=== Recorded data ===
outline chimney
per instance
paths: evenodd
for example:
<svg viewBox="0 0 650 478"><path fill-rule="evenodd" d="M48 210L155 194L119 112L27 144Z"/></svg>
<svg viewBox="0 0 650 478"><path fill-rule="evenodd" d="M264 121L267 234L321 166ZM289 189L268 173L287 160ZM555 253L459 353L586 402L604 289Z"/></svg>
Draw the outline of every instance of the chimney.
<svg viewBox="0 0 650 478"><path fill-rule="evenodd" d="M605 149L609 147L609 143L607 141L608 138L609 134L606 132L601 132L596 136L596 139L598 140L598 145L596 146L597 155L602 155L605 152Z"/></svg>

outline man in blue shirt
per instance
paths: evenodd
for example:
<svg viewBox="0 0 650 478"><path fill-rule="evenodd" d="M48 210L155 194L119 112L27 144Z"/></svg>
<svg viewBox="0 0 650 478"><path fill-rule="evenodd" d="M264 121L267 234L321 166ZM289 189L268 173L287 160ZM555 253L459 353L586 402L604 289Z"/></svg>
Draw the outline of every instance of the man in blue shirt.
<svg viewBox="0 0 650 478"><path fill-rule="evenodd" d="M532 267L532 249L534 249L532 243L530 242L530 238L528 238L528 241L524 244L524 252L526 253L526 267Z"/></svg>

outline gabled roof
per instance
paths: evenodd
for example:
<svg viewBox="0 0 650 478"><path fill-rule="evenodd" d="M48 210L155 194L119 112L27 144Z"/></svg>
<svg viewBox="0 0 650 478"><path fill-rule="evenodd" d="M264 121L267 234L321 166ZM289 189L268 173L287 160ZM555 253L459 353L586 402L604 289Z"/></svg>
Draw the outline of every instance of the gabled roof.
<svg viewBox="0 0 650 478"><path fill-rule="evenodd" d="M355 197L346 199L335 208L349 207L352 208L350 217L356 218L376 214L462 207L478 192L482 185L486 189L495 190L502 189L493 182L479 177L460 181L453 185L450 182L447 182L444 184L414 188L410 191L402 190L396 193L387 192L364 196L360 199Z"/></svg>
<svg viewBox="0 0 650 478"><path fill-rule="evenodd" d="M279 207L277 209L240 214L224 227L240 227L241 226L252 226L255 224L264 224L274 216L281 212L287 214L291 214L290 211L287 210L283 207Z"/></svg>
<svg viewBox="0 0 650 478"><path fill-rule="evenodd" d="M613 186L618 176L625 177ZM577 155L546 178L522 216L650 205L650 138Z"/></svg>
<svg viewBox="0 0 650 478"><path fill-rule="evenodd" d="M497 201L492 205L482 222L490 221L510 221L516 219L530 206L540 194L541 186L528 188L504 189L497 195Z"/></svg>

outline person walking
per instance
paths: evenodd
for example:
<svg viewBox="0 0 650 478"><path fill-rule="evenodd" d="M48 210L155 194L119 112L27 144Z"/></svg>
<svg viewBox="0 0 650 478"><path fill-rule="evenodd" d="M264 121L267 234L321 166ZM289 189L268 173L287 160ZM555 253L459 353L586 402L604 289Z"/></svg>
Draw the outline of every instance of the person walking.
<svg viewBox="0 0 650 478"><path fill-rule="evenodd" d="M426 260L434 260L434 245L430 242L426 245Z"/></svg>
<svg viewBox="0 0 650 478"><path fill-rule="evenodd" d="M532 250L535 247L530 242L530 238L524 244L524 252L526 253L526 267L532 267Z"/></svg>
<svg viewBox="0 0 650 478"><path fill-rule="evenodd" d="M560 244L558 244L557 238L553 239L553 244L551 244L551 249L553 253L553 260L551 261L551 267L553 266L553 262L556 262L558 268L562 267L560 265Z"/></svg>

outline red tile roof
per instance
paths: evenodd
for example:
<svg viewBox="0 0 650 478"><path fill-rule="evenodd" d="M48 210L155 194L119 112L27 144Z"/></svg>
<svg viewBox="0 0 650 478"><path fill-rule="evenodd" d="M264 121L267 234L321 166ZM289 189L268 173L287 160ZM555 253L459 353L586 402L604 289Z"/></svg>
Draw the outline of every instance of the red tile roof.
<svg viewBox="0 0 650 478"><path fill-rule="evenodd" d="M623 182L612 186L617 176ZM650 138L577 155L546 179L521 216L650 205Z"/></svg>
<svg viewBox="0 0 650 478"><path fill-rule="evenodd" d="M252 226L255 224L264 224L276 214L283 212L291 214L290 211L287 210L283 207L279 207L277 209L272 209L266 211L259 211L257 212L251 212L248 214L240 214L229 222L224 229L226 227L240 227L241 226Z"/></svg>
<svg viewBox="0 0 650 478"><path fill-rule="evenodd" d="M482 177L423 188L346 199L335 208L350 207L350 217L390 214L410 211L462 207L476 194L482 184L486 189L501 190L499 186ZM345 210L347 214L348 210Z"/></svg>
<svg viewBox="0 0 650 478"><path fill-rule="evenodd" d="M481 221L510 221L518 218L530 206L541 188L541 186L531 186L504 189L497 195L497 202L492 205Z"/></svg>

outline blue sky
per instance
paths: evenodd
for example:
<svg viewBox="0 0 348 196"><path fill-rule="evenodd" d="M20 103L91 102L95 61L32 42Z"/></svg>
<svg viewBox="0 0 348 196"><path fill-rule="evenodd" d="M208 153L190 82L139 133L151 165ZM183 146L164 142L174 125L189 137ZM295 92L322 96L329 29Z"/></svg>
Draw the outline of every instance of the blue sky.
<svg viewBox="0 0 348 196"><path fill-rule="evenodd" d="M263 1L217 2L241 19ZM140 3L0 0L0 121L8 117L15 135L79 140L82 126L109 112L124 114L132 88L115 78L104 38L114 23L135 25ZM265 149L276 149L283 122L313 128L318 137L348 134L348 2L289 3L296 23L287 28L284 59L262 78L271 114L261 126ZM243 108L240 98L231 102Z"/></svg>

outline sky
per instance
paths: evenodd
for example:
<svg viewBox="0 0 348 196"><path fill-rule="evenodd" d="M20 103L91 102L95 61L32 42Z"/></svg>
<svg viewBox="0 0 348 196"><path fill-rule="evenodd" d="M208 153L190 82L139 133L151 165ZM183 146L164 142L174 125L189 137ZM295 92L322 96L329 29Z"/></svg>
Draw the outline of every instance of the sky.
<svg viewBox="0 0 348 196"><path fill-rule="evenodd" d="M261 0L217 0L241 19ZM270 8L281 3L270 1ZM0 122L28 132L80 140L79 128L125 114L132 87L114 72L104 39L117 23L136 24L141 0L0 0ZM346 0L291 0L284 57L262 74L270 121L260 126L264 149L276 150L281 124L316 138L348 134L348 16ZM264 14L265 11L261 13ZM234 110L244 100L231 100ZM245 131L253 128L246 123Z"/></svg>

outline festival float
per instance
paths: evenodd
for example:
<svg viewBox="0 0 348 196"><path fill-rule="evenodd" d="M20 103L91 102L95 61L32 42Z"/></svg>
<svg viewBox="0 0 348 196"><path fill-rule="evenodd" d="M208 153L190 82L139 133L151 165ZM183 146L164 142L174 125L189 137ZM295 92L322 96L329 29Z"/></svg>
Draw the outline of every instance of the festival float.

=== Task prompt ===
Recast all of the data above as a numbered list with one line per item, omitting the blank lines.

=== Expected output ===
1. outline chimney
2. per instance
3. paths: evenodd
4. for example:
5. <svg viewBox="0 0 650 478"><path fill-rule="evenodd" d="M48 210L155 194L119 112L27 144Z"/></svg>
6. <svg viewBox="0 0 650 478"><path fill-rule="evenodd" d="M264 121L267 234L321 166ZM289 189L268 173L287 160ZM555 253L459 353L586 402L604 289Z"/></svg>
7. Draw the outline of every instance of the chimney.
8. <svg viewBox="0 0 650 478"><path fill-rule="evenodd" d="M605 149L609 147L609 143L607 141L608 138L609 134L606 132L601 132L596 136L596 139L598 140L598 145L596 146L597 155L602 155L605 152Z"/></svg>
9. outline man in blue shirt
10. per instance
11. paths: evenodd
12. for example:
13. <svg viewBox="0 0 650 478"><path fill-rule="evenodd" d="M48 210L155 194L119 112L27 144Z"/></svg>
14. <svg viewBox="0 0 650 478"><path fill-rule="evenodd" d="M264 121L267 234L321 166ZM289 189L268 173L287 160ZM555 253L459 353L586 402L604 289Z"/></svg>
15. Draw the outline of every instance of the man in blue shirt.
16. <svg viewBox="0 0 650 478"><path fill-rule="evenodd" d="M532 267L532 249L534 249L532 243L530 242L530 238L528 238L528 241L524 244L524 252L526 253L526 267Z"/></svg>
17. outline gabled roof
18. per instance
19. paths: evenodd
20. for example:
21. <svg viewBox="0 0 650 478"><path fill-rule="evenodd" d="M48 210L155 194L119 112L27 144Z"/></svg>
22. <svg viewBox="0 0 650 478"><path fill-rule="evenodd" d="M264 121L267 234L321 166ZM289 189L268 173L287 160ZM555 253L459 353L586 402L604 289Z"/></svg>
23. Draw the outline of every instance of the gabled roof.
24. <svg viewBox="0 0 650 478"><path fill-rule="evenodd" d="M355 197L346 199L335 208L349 207L352 208L350 217L356 218L376 214L462 207L478 192L482 185L486 189L495 190L502 189L493 182L479 177L460 181L453 185L450 182L447 182L444 184L414 188L410 191L402 190L396 193L387 192L364 196L360 199Z"/></svg>
25. <svg viewBox="0 0 650 478"><path fill-rule="evenodd" d="M279 207L277 209L240 214L224 227L240 227L241 226L252 226L255 224L264 224L274 216L281 212L287 214L291 214L290 211L287 210L283 207Z"/></svg>
26. <svg viewBox="0 0 650 478"><path fill-rule="evenodd" d="M613 186L618 176L625 177ZM577 155L546 178L522 216L650 205L650 138Z"/></svg>
27. <svg viewBox="0 0 650 478"><path fill-rule="evenodd" d="M497 201L492 205L482 222L490 221L510 221L516 219L530 206L540 194L541 186L528 188L504 189L497 195Z"/></svg>
28. outline person walking
29. per instance
30. paths: evenodd
31. for example:
32. <svg viewBox="0 0 650 478"><path fill-rule="evenodd" d="M48 210L155 194L119 112L27 144Z"/></svg>
33. <svg viewBox="0 0 650 478"><path fill-rule="evenodd" d="M264 121L267 234L321 166ZM289 189L268 173L287 160ZM555 253L459 353L586 402L604 289Z"/></svg>
34. Draw the outline of every instance of the person walking.
35. <svg viewBox="0 0 650 478"><path fill-rule="evenodd" d="M426 260L434 260L434 245L430 242L426 245Z"/></svg>
36. <svg viewBox="0 0 650 478"><path fill-rule="evenodd" d="M532 250L535 247L530 242L530 238L524 244L524 252L526 253L526 267L532 267Z"/></svg>
37. <svg viewBox="0 0 650 478"><path fill-rule="evenodd" d="M560 244L558 244L557 238L553 239L553 244L551 244L551 249L553 253L553 260L551 261L551 267L553 266L553 262L556 262L558 268L562 267L560 265Z"/></svg>
38. outline red tile roof
39. per instance
40. paths: evenodd
41. for example:
42. <svg viewBox="0 0 650 478"><path fill-rule="evenodd" d="M48 210L155 194L119 112L27 144Z"/></svg>
43. <svg viewBox="0 0 650 478"><path fill-rule="evenodd" d="M264 121L267 234L321 166ZM289 189L268 173L287 160ZM555 253L459 353L586 402L604 289Z"/></svg>
44. Draw the outline of every instance of the red tile roof.
45. <svg viewBox="0 0 650 478"><path fill-rule="evenodd" d="M623 182L612 186L617 176ZM650 138L577 155L546 179L521 216L650 205Z"/></svg>
46. <svg viewBox="0 0 650 478"><path fill-rule="evenodd" d="M252 226L255 224L264 224L276 214L283 212L291 214L290 211L287 210L283 207L279 207L277 209L272 209L266 211L259 211L257 212L251 212L248 214L240 214L229 222L224 229L226 227L240 227L241 226Z"/></svg>
47. <svg viewBox="0 0 650 478"><path fill-rule="evenodd" d="M482 177L423 188L346 199L335 208L350 207L350 217L390 214L410 211L462 207L476 194L482 184L486 189L501 190L499 186ZM345 210L347 214L348 210Z"/></svg>
48. <svg viewBox="0 0 650 478"><path fill-rule="evenodd" d="M481 221L510 221L518 218L530 206L541 188L541 186L531 186L504 189L497 195L497 202L492 205Z"/></svg>
49. outline blue sky
50. per instance
51. paths: evenodd
52. for example:
53. <svg viewBox="0 0 348 196"><path fill-rule="evenodd" d="M20 103L91 102L95 61L32 42Z"/></svg>
54. <svg viewBox="0 0 348 196"><path fill-rule="evenodd" d="M208 153L190 82L139 133L151 165ZM183 146L164 142L174 125L189 137ZM295 92L322 96L329 29Z"/></svg>
55. Draw the outline of every instance of the blue sky.
56. <svg viewBox="0 0 348 196"><path fill-rule="evenodd" d="M263 1L217 2L241 19ZM140 3L0 0L0 121L8 117L15 135L79 140L82 126L109 112L124 114L132 88L115 78L104 38L114 23L135 25ZM265 149L276 149L283 122L313 128L318 137L348 134L348 2L289 3L296 23L287 28L284 59L262 78L271 114L261 126ZM243 108L240 98L231 102Z"/></svg>
57. outline sky
58. per instance
59. paths: evenodd
60. for example:
61. <svg viewBox="0 0 348 196"><path fill-rule="evenodd" d="M20 103L91 102L95 61L32 42Z"/></svg>
62. <svg viewBox="0 0 348 196"><path fill-rule="evenodd" d="M208 153L190 82L139 133L151 165ZM183 146L164 142L174 125L189 137ZM295 92L322 96L329 29Z"/></svg>
63. Draw the outline of every instance of the sky.
64. <svg viewBox="0 0 348 196"><path fill-rule="evenodd" d="M261 0L217 0L241 19ZM270 8L281 3L270 1ZM0 122L28 132L80 140L79 128L125 114L132 87L114 72L104 39L117 23L136 24L141 0L0 0ZM346 0L291 0L284 57L262 74L270 121L260 126L264 149L276 150L281 124L316 138L348 134L348 16ZM264 14L265 11L261 13ZM234 110L244 100L231 100ZM245 131L253 128L246 123Z"/></svg>
65. outline festival float
66. per instance
67. paths: evenodd
68. for example:
69. <svg viewBox="0 0 348 196"><path fill-rule="evenodd" d="M20 103L91 102L95 61L32 42Z"/></svg>
70. <svg viewBox="0 0 348 196"><path fill-rule="evenodd" d="M208 153L190 82L139 133L151 165ZM183 146L164 142L174 125L189 137ZM295 92L322 96L329 29Z"/></svg>
71. Draw the outline of every instance of the festival float.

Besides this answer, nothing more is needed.